Work to be completed -> Rewrite the rows below with "fireweed flower" changed to "fireweed blossom" and everything else left the same. Omit the pictures from your answer.

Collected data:
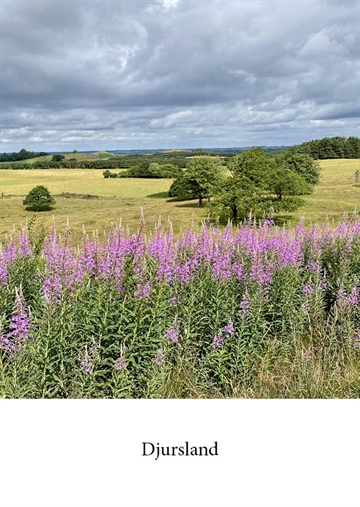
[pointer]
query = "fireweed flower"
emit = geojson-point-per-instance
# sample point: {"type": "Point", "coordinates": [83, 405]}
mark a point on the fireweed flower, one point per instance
{"type": "Point", "coordinates": [308, 355]}
{"type": "Point", "coordinates": [5, 343]}
{"type": "Point", "coordinates": [245, 305]}
{"type": "Point", "coordinates": [218, 341]}
{"type": "Point", "coordinates": [307, 289]}
{"type": "Point", "coordinates": [305, 308]}
{"type": "Point", "coordinates": [353, 299]}
{"type": "Point", "coordinates": [19, 324]}
{"type": "Point", "coordinates": [341, 295]}
{"type": "Point", "coordinates": [159, 357]}
{"type": "Point", "coordinates": [142, 292]}
{"type": "Point", "coordinates": [86, 363]}
{"type": "Point", "coordinates": [120, 363]}
{"type": "Point", "coordinates": [24, 246]}
{"type": "Point", "coordinates": [229, 329]}
{"type": "Point", "coordinates": [172, 333]}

The response ->
[pointer]
query = "fireweed blossom"
emit = geojson-point-per-instance
# sample point: {"type": "Point", "coordinates": [83, 405]}
mark a point on the fireweed blossom, one point per instance
{"type": "Point", "coordinates": [308, 355]}
{"type": "Point", "coordinates": [5, 343]}
{"type": "Point", "coordinates": [245, 305]}
{"type": "Point", "coordinates": [218, 341]}
{"type": "Point", "coordinates": [307, 289]}
{"type": "Point", "coordinates": [305, 308]}
{"type": "Point", "coordinates": [353, 299]}
{"type": "Point", "coordinates": [19, 324]}
{"type": "Point", "coordinates": [341, 295]}
{"type": "Point", "coordinates": [159, 357]}
{"type": "Point", "coordinates": [142, 292]}
{"type": "Point", "coordinates": [86, 363]}
{"type": "Point", "coordinates": [120, 363]}
{"type": "Point", "coordinates": [24, 246]}
{"type": "Point", "coordinates": [229, 329]}
{"type": "Point", "coordinates": [172, 333]}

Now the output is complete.